• SOURCE PASSAGE:
[Start]

Responses that indicate that a stimulus is perceived as unnatural,
complex, or surprising, as opposed to a stimulus being perceived as
natural, simple, or unsurprising, are taken as indicators that
expectations were not fulfilled but rather violated. The term
~expectation~ implies an active role of the listener, who constantly
predicts what events will happen at what time in the future. The more
confident the predictions are, the more will an outcome that is
different to what was predicted lead to the violation of an
expectation. This makes the responses to violations of expectations
informative about underlying cognitive schemes that generated the
expectations.
Special consideration is given to musical expertise (rule-based
learning through formal music training), exposure (implicit learning
of statistical regularities), as well as innate cognitive mechanisms.

[End]

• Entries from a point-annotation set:
[Start]

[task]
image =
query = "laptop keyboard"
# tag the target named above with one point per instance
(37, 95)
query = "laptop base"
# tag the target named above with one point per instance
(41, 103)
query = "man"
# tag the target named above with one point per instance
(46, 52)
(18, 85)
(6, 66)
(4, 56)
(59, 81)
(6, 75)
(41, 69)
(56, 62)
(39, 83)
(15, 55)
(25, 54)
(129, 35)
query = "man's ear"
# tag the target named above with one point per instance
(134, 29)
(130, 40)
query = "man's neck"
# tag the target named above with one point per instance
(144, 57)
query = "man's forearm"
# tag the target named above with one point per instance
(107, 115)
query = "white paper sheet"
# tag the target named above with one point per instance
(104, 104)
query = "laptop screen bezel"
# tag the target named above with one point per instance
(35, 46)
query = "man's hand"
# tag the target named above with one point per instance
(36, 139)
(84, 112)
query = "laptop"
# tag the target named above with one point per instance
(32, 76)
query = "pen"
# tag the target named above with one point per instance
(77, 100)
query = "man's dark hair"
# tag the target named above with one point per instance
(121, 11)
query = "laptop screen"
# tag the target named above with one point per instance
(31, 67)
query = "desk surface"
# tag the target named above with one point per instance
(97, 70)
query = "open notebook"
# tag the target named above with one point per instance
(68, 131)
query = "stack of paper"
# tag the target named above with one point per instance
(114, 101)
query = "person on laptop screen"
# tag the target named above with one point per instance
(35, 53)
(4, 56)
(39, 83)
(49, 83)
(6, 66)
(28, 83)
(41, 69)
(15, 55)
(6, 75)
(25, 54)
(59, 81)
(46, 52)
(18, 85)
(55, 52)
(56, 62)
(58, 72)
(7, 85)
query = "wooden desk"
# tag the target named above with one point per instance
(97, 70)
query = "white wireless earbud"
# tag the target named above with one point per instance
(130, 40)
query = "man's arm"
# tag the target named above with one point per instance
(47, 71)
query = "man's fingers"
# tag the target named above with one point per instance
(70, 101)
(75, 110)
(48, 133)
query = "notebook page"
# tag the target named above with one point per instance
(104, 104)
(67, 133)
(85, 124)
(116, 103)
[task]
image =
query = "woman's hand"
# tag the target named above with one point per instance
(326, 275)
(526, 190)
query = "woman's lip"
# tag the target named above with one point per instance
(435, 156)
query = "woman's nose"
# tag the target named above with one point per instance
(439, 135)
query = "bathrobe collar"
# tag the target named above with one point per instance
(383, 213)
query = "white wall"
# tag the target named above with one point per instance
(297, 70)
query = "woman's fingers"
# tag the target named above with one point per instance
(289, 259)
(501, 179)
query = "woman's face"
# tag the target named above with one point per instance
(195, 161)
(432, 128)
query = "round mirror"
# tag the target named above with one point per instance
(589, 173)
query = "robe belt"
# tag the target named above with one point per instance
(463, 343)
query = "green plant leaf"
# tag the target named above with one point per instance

[End]

• WRITTEN PROBLEM 1: Which lines of the rows contain the word "notebook"? Collect each of them in full.
• WRITTEN PROBLEM 2: What might come next in the passage on musical expectation? Carry it on from its final sentence.
The rows bear no relation to the passage on musical expectation.

• TASK RESPONSE 1:
query = "open notebook"
query = "notebook page"

• TASK RESPONSE 2:
Two kinds of expectation determined by different salience of events in
rhythmic patterns were shown to be active. The first one is based on
hierarchical structuring of event salience. In this regard, it could
be shown that meter is induced in all listeners, regardless of the
level of formal musical training. Hierarchical structuring could be
found on all levels of a musical measure. Furthermore, it was shown
that the most fundamental instance of meter induction, namely the
discrimination of the downbeat from other positions in a rhythm, was
active in newborn infants. The second type of expectation based on
event salience that was considered in this thesis was the serial
position effect. It could be shown that for non-musicians, as well as
for musicians (but less so), a mechanism was active that can be seen
as complementary to hierarchical processing. Primacy and recency
effects appeared, which led to an increased salience of events located
at the beginning and at the end of a rhythmic pattern.
On a much smaller time-scale, support was found for the hypothesis
that listeners are sensitive to deviations on a temporal micro-level,
being able to distinguish tempo-transformed from non-transformed
performances, by only focusing on expressive timing. This is
supporting previous evidence that timing does not scale proportionally
with tempo, with the new finding that also non-musicians are sensitive
to distortions. A more surprising finding was that not only the level
of formal music training was responsible for this sensitivity, but
that exposure to a certain musical genre was giving the listener an
advantage in detecting the deviations.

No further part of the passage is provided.